◆ **WHAT YOU ARE ASKED TO DO**:
If a line in the data contains "ground", copy it out.

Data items
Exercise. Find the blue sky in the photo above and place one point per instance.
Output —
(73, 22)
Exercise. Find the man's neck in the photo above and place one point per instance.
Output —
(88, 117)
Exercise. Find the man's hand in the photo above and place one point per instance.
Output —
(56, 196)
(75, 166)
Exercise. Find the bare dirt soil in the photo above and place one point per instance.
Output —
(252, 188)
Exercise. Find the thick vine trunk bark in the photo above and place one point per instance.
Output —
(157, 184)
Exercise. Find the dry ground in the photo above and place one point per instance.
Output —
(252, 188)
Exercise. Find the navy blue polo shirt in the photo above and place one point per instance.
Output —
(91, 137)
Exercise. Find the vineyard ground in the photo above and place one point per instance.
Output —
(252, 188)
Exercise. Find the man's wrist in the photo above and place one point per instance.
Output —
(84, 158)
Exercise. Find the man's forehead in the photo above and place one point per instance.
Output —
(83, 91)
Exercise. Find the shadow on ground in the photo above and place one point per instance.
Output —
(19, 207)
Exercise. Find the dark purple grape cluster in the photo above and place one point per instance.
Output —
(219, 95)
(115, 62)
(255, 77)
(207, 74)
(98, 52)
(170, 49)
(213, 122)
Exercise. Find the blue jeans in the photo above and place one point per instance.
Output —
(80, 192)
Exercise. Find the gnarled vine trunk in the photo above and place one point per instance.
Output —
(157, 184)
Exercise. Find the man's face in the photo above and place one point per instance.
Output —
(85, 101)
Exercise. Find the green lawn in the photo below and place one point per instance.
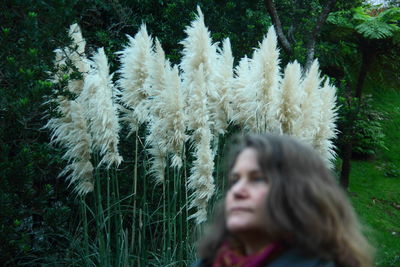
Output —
(375, 186)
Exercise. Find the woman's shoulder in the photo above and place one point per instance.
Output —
(294, 257)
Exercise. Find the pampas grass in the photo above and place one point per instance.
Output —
(186, 110)
(291, 96)
(266, 77)
(306, 127)
(101, 111)
(323, 140)
(134, 71)
(198, 60)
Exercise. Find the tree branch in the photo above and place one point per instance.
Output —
(270, 5)
(314, 33)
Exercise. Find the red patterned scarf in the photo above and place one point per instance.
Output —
(229, 256)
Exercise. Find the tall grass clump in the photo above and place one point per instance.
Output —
(149, 209)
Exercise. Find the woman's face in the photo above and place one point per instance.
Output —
(245, 201)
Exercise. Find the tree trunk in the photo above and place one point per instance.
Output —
(314, 33)
(346, 164)
(367, 58)
(270, 5)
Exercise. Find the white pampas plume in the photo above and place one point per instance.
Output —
(323, 140)
(201, 180)
(101, 111)
(198, 54)
(156, 66)
(175, 118)
(134, 72)
(244, 96)
(292, 95)
(70, 131)
(307, 125)
(78, 143)
(198, 118)
(266, 77)
(223, 83)
(167, 123)
(74, 55)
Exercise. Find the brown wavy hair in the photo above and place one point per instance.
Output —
(306, 208)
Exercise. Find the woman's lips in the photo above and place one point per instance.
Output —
(240, 209)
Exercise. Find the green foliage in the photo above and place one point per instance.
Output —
(40, 222)
(369, 136)
(361, 124)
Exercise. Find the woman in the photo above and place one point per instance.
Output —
(283, 208)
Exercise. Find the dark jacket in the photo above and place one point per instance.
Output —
(292, 257)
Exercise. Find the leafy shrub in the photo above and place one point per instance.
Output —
(361, 123)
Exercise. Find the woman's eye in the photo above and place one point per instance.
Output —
(259, 179)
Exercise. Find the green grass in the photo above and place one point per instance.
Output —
(375, 185)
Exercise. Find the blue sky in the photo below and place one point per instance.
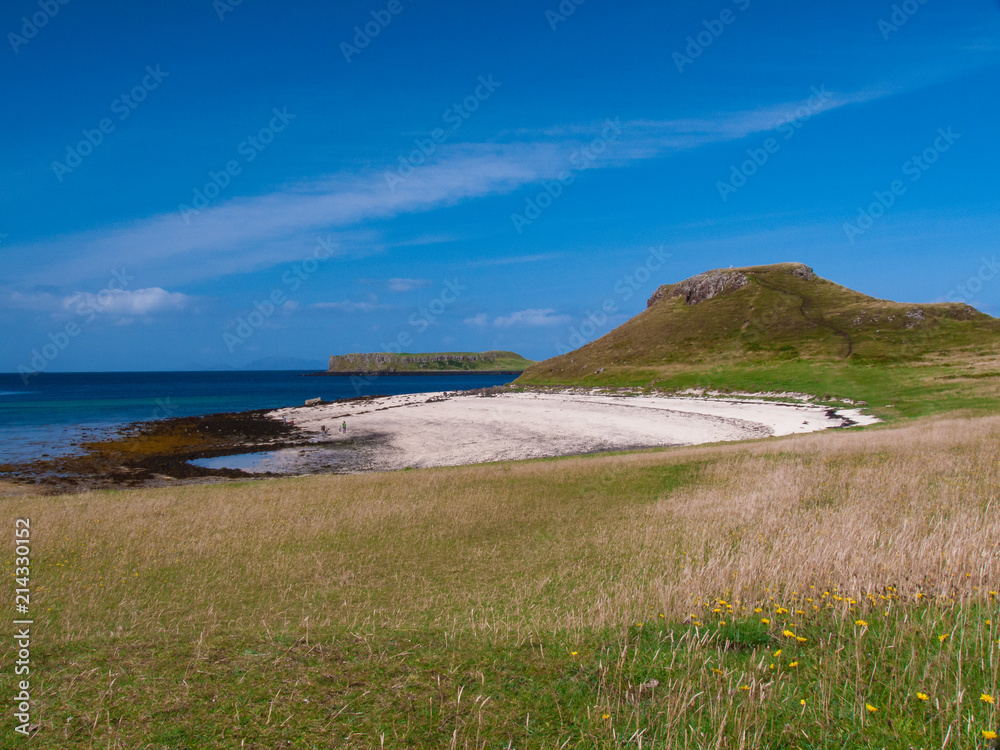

◆ **OUTPUT OF THE TASK**:
Exercise. Find the dry ground in the photo above and place one point per instance.
Exercise. Find the vineyard ground in the photo above and place one point per instance.
Exercise. Find the shadow on ground in the photo above and place one point per instance.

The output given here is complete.